_Directions_: Render the stretch of the records from the line containing "Locate every instance of man with" through the line containing "[0,0,1344,273]" as a Markdown table with the columns Row and Line, one numbered row per line and blank lines left out.
- - - -
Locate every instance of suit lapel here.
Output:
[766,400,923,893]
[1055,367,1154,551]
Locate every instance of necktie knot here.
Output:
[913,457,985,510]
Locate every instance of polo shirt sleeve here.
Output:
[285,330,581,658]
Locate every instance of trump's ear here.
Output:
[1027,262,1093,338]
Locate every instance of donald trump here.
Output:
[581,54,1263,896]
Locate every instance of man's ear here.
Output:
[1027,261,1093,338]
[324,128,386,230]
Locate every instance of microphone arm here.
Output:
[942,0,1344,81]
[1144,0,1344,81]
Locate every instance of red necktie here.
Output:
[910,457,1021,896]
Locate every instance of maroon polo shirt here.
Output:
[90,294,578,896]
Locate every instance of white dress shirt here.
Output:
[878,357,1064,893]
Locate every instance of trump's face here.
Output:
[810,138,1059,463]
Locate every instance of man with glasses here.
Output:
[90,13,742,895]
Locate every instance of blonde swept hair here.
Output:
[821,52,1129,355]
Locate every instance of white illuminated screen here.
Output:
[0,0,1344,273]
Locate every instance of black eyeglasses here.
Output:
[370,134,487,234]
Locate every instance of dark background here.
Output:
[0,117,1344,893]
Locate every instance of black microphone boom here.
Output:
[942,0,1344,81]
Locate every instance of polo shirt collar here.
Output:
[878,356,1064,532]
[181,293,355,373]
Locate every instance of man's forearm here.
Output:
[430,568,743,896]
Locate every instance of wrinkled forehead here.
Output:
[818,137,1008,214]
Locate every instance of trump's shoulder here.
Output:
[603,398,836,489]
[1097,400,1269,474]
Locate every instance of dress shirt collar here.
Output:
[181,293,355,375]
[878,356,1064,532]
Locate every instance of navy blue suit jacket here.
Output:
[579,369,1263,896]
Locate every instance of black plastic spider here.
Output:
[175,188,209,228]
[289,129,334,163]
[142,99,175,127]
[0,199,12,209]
- - - -
_Result for this exercise_:
| Row | Line |
|---|---|
| 1 | Locate every instance of man with glasses here. |
| 2 | Output: |
| 3 | [90,13,742,895] |
| 4 | Locate every instance of blonde swept hair here. |
| 5 | Output: |
| 6 | [821,52,1129,355] |
| 7 | Locate every instance of white illuminated screen here. |
| 8 | Output: |
| 9 | [0,0,1344,273] |